§ TEXTAUSZUG:

Ein Projekt des bbw e.V

Wie können sie als Eltern Ihr Kind am besten bei der Berufsorientierung unterstützen?

Bernd Sieghörtner (C)Agentur für Arbeit Nürnberg

Ihr Kind weiß nicht, was es später mal für einen Beruf ausüben möchte? Und sie wissen nicht genau, wie sie Ihr Kind bei dieser Entscheidung unterstützen können? Keine Panik: In dieser Situation sind sie nicht alleine. Fast allen Eltern geht es genauso wie Ihnen.

Wir haben dazu mit Herrn Sieghörtner, stellvertretender Bereichsleiter im Fachbereich Jugendliche bei der Bundesagentur für Arbeit, Regionaldirektion Bayern gesprochen. Er hat uns erklärt, wie Eltern ihre Kinder bestmöglich bei der Berufswahl unterstützen und wo sie dabei Hilfe erhalten können.

Was sind für Sie die Gründe, warum Jugendliche oft unsicher bei ihrer Berufswahl sind?

Da gibt es ganz verschiedene Gründe. Zum einen ist es oftmals so, dass Jugendliche bei dem Thema Berufswahl schlichtweg überfordert sind. Es gibt derzeit 350 verschiedene Ausbildungsberufe in Deutschland. Es ist also für die Jugendlichen allein aufgrund der Vielzahl an Möglichkeiten schwierig, den Überblick zu behalten. Zudem wissen sie auch oftmals nicht, welche Anforderungen sie für die einzelnen Berufe erfüllen müssen.

Hinzu kommt natürlich auch noch das Alter der Jugendlichen. In der Regel sind sie 14 Jahre alt: Mitten in der Pubertät und mit vielen Unsicherheiten konfrontiert sollen sie eine Entscheidung für einen Beruf treffen. Bisher haben sie sich lediglich mit dem Thema Schule beschäftigt und kaum konkret mit dem Thema Berufswunsch. Und vor allem auch nicht mit den Fragen: Was kann ich wirklich und welcher Beruf passt eigentlich zu mir? Ebenso können Jugendliche noch schwer abschätzen, inwiefern sich die Berufswahl auf ihr Leben auswirkt. Sie sollen jetzt eine Entscheidung treffen, die für die nächsten zehn Jahre ihr Leben bestimmt - das ist natürlich sehr schwierig.

§ AUFGABEN:
1. Stimmen diese Aussagen mit dem Interview zur Berufsorientierung überein? (a) In Deutschland gibt es derzeit 350 verschiedene Ausbildungsberufe. (b) Bei der Berufswahl sind die Jugendlichen in der Regel 16 Jahre alt. (c) Herr Sieghörtner arbeitet bei der Regionaldirektion Bayern der Bundesagentur für Arbeit. Antworten Sie jeweils mit Ja oder Nein, und zitieren Sie die entscheidenden Worte.
2. Welche Sätze im Interview zur Berufsorientierung enden mit einem Fragezeichen? Nennen Sie alle.
3. Wie geht das Interview zur Berufsorientierung nach seinem letzten Satz weiter? Schreiben Sie die Fortsetzung.

§ DATENTEIL:
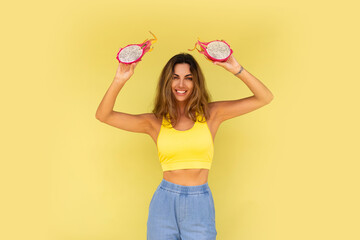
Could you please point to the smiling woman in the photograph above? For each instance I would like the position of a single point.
(183, 124)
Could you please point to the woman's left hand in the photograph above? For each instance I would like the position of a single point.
(231, 65)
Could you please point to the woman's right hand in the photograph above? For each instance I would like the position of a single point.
(125, 71)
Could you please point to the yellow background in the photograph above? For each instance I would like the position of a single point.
(289, 170)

§ LÖSUNGEN JE AUFGABE:
1.
(a) Ja: „Es gibt derzeit 350 verschiedene Ausbildungsberufe in Deutschland.“
(b) Nein: „In der Regel sind sie 14 Jahre alt“
(c) Ja: „stellvertretender Bereichsleiter im Fachbereich Jugendliche bei der Bundesagentur für Arbeit, Regionaldirektion Bayern“

2.
1. Wie können sie als Eltern Ihr Kind am besten bei der Berufsorientierung unterstützen?
2. Ihr Kind weiß nicht, was es später mal für einen Beruf ausüben möchte?
3. Und sie wissen nicht genau, wie sie Ihr Kind bei dieser Entscheidung unterstützen können?
4. Was sind für Sie die Gründe, warum Jugendliche oft unsicher bei ihrer Berufswahl sind?
5. Und vor allem auch nicht mit den Fragen: Was kann ich wirklich und welcher Beruf passt eigentlich zu mir?

3.
Auf der anderen Seite sehen wir aber auch, dass sich die Top-10 der Ausbildungsberufe, die die Jugendlichen letztendlich ergreifen, sich seit den letzten zehn Jahren kaum verändert hat. Es gibt mal Wechsel in der Rangfolge, aber ansonsten sind es die gleichen zehn Berufe.

„Mein Kind steht kurz vor dem Abschluss und weiß noch überhaupt nicht, was es machen soll.“ Viele Eltern finden sich in dieser Situation wieder, die ihnen häufig Kopfzerbrechen bereitet. Was raten Sie diesen Eltern?

Die Eltern sollten erstmal nicht panisch werden. Sie sollten sich gemeinsam mit ihrem Kind hinsetzen und versuchen, einen „Fahrplan“ zu erstellen: Wo liegen die Stärken, wo die Schwächen und was macht das Kind gerne. In diesem Schritt sollte auch überlegt werden, ob das Kind schon einmal ein Praktikum gemacht hat und überlegen, was ihm dabei gefallen hat und was weniger. In der Regel absolvieren alle Jugendlichen in ihrer schulischen Laufbahn ein Pflichtpraktikum.

Eine weitere Möglichkeit ist, sich Hilfe von außen zu holen: Da kommen die Berufsberater der Agentur für Arbeit ins Spiel. Denn die sind schließlich Experten auf diesem Gebiet. Im Vorfeld können dazu auch die Online-Angebote der Agentur für Arbeit genutzt und beispielsweise ein Berufswahltest durchgeführt werden. Zusammen mit dem Testergebnis und den letzten Zeugnissen können sie dann zu einem Berufsberater gehen. Dieser unterstützt ihr Kind dabei herauszufinden, wo die Reise einmal hingehen soll.

Es gibt eine Vielzahl an Angeboten: Messen, Berufsberater, Tag der offenen Tür bei Firmen oder auch Online-Angebote. Welche Angebote zur Berufsorientierung halten Sie für Jugendliche sinnvoll und welche vielleicht weniger?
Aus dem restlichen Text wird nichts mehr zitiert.